— START PASSAGE —

How then to assess a person's attainment?

Esper Stormblade, modified 12 Years ago at 10/26/11 7:19 AM
Created 12 Years ago at 10/26/11 7:17 AM

How then to assess a person's attainment?

Post: 1 Join Date: 10/26/11 Recent Posts
How then to assess a person's attainment?

Quite simply--you cannot. You cannot assess anyone's attainment sitting at home, on the other side of a computer screen, reading words they have written, edited, had others read and make suggestions about, and then published, semi-anonymously and invisibly, to an online forum.

And even if you meet someone in person, you cannot assess their attainment on the basis of their behavior because your interpretation of what they do belongs to you, not to them; and the multiple and myriad contexts and issues which inform any action, which is never singular and capable of being judged as a thing on its own, are not available to you (or even, depending on the person, available to them).

In the same way that one must "take with a grain of salt" that the person they are chatting with in a sex forum actually is an 18 year old model with a 9-inch cock or huge tits, one must also assume that posters to online forums cannot, do not, and will not be able to represent the totality of their daily lived experience in a way that will give a "full picture" of what it means to be _____________ (fill in the attainment of your choice).

Because online forums operate solely in the realm of language, which is not live, in-person, and actual life, anything asserted can be explained or refuted; any accusation seemingly exposed as false through artful writing and with rhetorical and argumentative fluency and with personal attacks against the poster. Unless one has a video, of someone with a said attainment, declaring that their public attainment is a fluke and that they have willfully deceived others about it, there is no point at all in raising doubts about a person's attainments unless a person claiming an attainment seems to need help actually achieving it.

— END PASSAGE —

▶ SET PROBLEM 1:
In the listing below, replace "tablecloth" with "table linen" in the lines starting at the one containing "Please spot the background" and ending at the last line of the listing. Return only those lines, with everything else left unchanged.
The forum post and the listing have nothing to do with each other.

— START MATERIAL FOR THIS TASK —

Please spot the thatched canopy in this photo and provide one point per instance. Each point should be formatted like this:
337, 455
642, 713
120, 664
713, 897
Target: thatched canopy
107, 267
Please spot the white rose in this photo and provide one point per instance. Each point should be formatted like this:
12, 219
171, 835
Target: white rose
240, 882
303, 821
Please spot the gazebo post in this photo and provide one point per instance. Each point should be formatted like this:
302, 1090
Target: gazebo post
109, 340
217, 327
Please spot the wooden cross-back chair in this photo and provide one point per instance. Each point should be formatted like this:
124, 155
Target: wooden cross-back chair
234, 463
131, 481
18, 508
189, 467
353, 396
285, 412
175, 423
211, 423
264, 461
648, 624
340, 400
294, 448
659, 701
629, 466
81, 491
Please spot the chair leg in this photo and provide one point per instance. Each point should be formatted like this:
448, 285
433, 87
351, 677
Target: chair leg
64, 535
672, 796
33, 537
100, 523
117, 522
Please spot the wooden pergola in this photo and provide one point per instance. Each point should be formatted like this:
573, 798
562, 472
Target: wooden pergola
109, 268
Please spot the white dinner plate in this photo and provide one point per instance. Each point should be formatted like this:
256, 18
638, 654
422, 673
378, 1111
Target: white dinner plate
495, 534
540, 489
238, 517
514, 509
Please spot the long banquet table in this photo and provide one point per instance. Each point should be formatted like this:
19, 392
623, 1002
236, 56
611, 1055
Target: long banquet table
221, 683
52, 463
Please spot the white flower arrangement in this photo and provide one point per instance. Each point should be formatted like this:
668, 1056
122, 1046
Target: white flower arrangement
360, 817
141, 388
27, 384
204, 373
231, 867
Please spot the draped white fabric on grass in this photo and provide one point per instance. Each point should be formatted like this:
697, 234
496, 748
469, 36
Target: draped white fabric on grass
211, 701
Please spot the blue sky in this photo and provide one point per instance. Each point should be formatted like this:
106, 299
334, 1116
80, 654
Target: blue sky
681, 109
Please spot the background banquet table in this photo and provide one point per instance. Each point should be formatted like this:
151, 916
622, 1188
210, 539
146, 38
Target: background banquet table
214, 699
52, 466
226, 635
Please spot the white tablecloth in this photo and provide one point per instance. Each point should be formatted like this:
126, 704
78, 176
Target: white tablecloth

— END MATERIAL FOR THIS TASK —

▶ SET PROBLEM 2:
Please print the forum post again, word for word.

▶ EXERCISE SOLUTION 1:
Please spot the background banquet table in this photo and provide one point per instance. Each point should be formatted like this:
151, 916
622, 1188
210, 539
146, 38
Target: background banquet table
214, 699
52, 466
226, 635
Please spot the white table linen in this photo and provide one point per instance. Each point should be formatted like this:
126, 704
78, 176
Target: white table linen

▶ EXERCISE SOLUTION 2:
How then to assess a person's attainment?

Esper Stormblade, modified 12 Years ago at 10/26/11 7:19 AM
Created 12 Years ago at 10/26/11 7:17 AM

How then to assess a person's attainment?

Post: 1 Join Date: 10/26/11 Recent Posts
How then to assess a person's attainment?

Quite simply--you cannot. You cannot assess anyone's attainment sitting at home, on the other side of a computer screen, reading words they have written, edited, had others read and make suggestions about, and then published, semi-anonymously and invisibly, to an online forum.

And even if you meet someone in person, you cannot assess their attainment on the basis of their behavior because your interpretation of what they do belongs to you, not to them; and the multiple and myriad contexts and issues which inform any action, which is never singular and capable of being judged as a thing on its own, are not available to you (or even, depending on the person, available to them).

In the same way that one must "take with a grain of salt" that the person they are chatting with in a sex forum actually is an 18 year old model with a 9-inch cock or huge tits, one must also assume that posters to online forums cannot, do not, and will not be able to represent the totality of their daily lived experience in a way that will give a "full picture" of what it means to be _____________ (fill in the attainment of your choice).

Because online forums operate solely in the realm of language, which is not live, in-person, and actual life, anything asserted can be explained or refuted; any accusation seemingly exposed as false through artful writing and with rhetorical and argumentative fluency and with personal attacks against the poster. Unless one has a video, of someone with a said attainment, declaring that their public attainment is a fluke and that they have willfully deceived others about it, there is no point at all in raising doubts about a person's attainments unless a person claiming an attainment seems to need help actually achieving it.